Stored data entries:
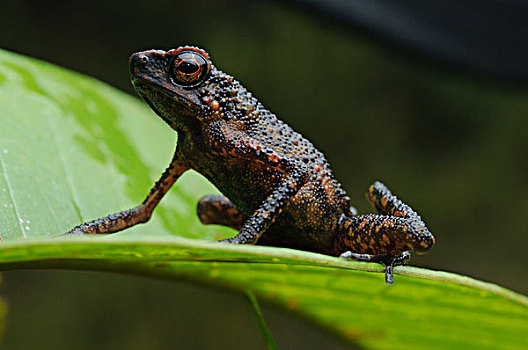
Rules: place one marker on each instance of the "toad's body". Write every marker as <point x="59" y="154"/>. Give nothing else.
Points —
<point x="278" y="188"/>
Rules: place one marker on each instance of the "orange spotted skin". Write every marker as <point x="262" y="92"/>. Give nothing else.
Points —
<point x="278" y="188"/>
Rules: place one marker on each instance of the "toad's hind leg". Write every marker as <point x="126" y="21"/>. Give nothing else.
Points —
<point x="220" y="211"/>
<point x="384" y="238"/>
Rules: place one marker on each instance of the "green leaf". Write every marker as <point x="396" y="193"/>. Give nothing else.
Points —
<point x="73" y="149"/>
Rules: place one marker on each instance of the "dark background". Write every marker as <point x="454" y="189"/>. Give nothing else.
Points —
<point x="377" y="95"/>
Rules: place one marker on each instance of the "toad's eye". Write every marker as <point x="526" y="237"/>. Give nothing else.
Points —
<point x="189" y="68"/>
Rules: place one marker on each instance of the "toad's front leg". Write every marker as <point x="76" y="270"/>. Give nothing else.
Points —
<point x="140" y="214"/>
<point x="384" y="238"/>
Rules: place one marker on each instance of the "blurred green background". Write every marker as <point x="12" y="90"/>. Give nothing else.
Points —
<point x="452" y="145"/>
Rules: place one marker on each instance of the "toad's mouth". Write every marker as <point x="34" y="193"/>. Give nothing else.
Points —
<point x="176" y="110"/>
<point x="147" y="88"/>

• [Task item]: Search the entries for the word "green", then list each line that holds it.

• [Solution for this problem]:
Rules: place one marker on each instance of the "green leaf". Write every marker as <point x="396" y="193"/>. Give nothing else.
Rules: place one marker on each instance of the "blurred green background". Write every marker as <point x="12" y="90"/>. Give nothing else.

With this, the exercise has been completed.